Nous avons été à la hauteur de nos responsabilités historiques – Interview avec Centre France

Retrouvez cette interview avec Centre France sur leur site

Comment avez-vous vécu l’annonce de la dissolution du 9 juin ? Avez-vous été surpris ?

Nous avions la certitude qu’Emmanuel Macron dissoudrait en cours de mandat. Mais personne ne pensait que ce serait à la veille des Jeux olympiques et avant même d’avoir le résultat complet de l’élection européenne. Certes, le recours au peuple est une procédure normale et souhaitable dans une démocratie. Mais les conditions de cet exercice comptent !

Tout le monde n’a eu que trois semaines pour prendre des décisions essentielles. Le raisonnement de Macron était purement politicien. Il pensait qu’avec une gauche aussi divisée, il pourrait remettre en scène le traditionnel face à face entre lui et l’extrême droite. Nous avons totalement déjoué son plan. En 24 heures, on a pris la décision de nous unir de nouveau ; en 48 h, nous avons réparti les circonscriptions et en moins de 8 jours, nous avons écrit un programme partagé sur la base du précédent écrit en 2022. Nous avons été à la hauteur de nos responsabilités historiques.

Nous sommes à cinq jours du premier tour. Les sondages donnent un RN à 36,5 %. La gauche est à 29 %. La participation s’annonce très importante. Est-ce que ça peut jouer en faveur du Nouveau front populaire ?

L’augmentation du nombre de votants devrait nous aider. L’abstention recule dans les secteurs les plus favorables socialement au Nouveau front populaire et où nous faisons nos meilleurs scores. C’est-à-dire au sein de la jeunesse et dans les quartiers populaires où les Insoumis et moi-même sommes très populaires.

* SÉRIE DE TÂCHES:
1 - Répondez à ces questions d'après l'interview :
(a) En combien de temps la décision de s'unir de nouveau a-t-elle été prise ?
(b) Quel score les sondages donnent-ils au RN ?
(c) Dans quels secteurs l'abstention recule-t-elle ?
2 - Ces affirmations concordent-elles avec l'interview ? Répondez par oui ou non et citez les mots du texte qui tranchent.
(a) Le programme partagé a été écrit en moins de huit jours.
(b) Les sondages placent la gauche devant le RN.
(c) La dissolution a été annoncée après les Jeux olympiques.
3 - Poursuivez, s'il vous plaît, l'interview sur la dissolution et les législatives à partir de sa dernière phrase.
Le matériel n'est pas nécessaire pour ces tâches.

* DONNÉES ENREGISTRÉES:
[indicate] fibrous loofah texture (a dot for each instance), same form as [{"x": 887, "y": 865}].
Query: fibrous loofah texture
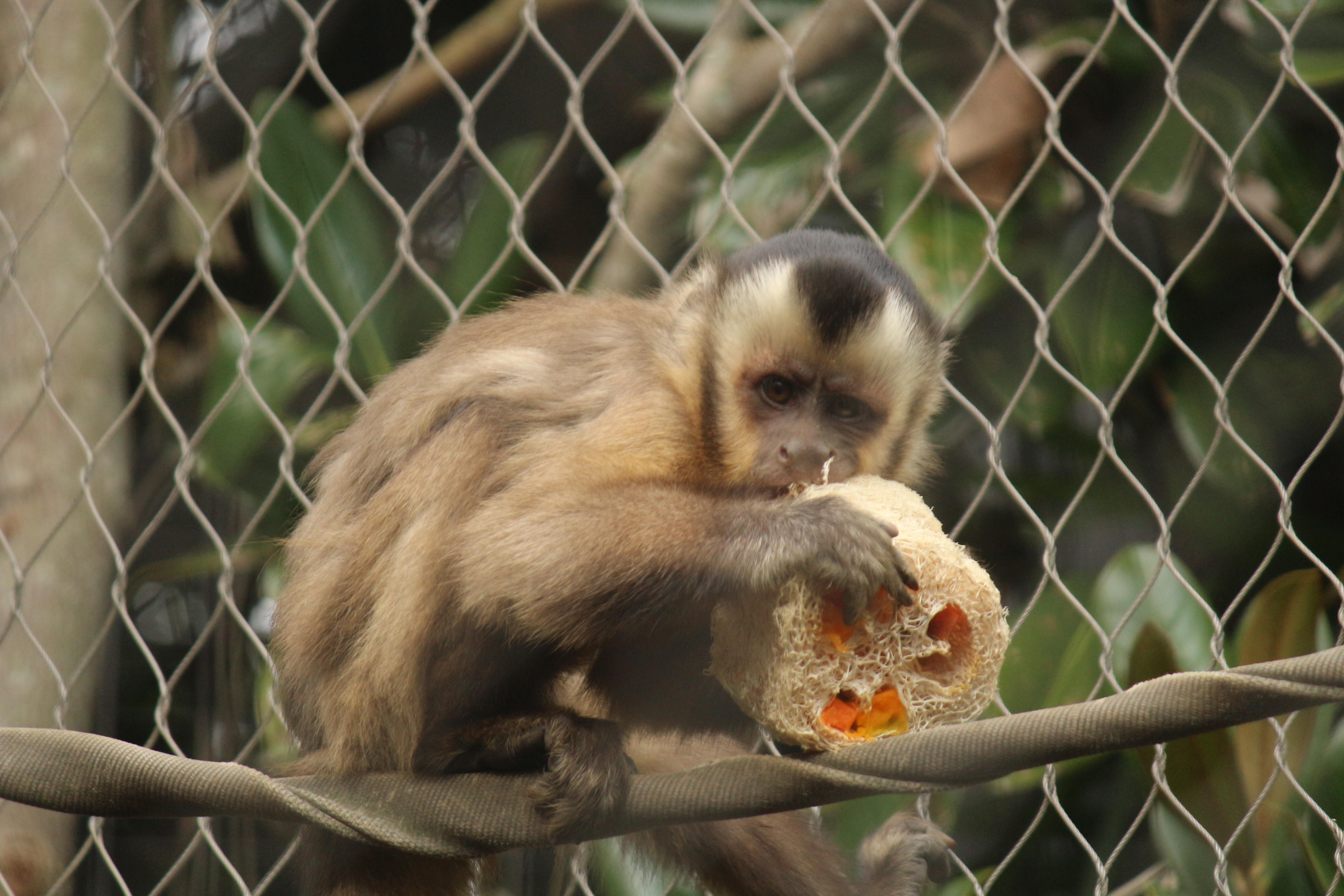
[{"x": 799, "y": 671}]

* RÉPONSES PAR TÂCHE:
1 -
(a) En 24 heures.
(b) 36,5 %.
(c) Au sein de la jeunesse et dans les quartiers populaires.

2 -
(a) Oui : « en moins de 8 jours, nous avons écrit un programme partagé »
(b) Non : « Les sondages donnent un RN à 36,5 %. La gauche est à 29 %. »
(c) Non : « à la veille des Jeux olympiques »

3 -
Le choc des principes sur le plan écologique et social, la peur du racisme décomplexé que provoquerait le RN provoquent une mobilisation sans précédent dans la jeunesse et les quartiers populaires. Pour nous, c’est là où se trouve la possibilité de changer le cours de l’histoire. 

François Ruffin, un des candidats au poste de Premier ministre en cas de victoire de la gauche, a dit que vous étiez un « obstacle à la victoire du Front Populaire » ; Marine Tondelier, Olivier Faure, Fabien Roussel se sont déclarés opposés à votre nomination à Matignon en tant que Premier Ministre… Pourtant, en 2022, les candidats de la Nupes pour avaient fait campagne avec le slogan « Mélenchon Premier ministre » Pourquoi un tel retournement en deux ans ?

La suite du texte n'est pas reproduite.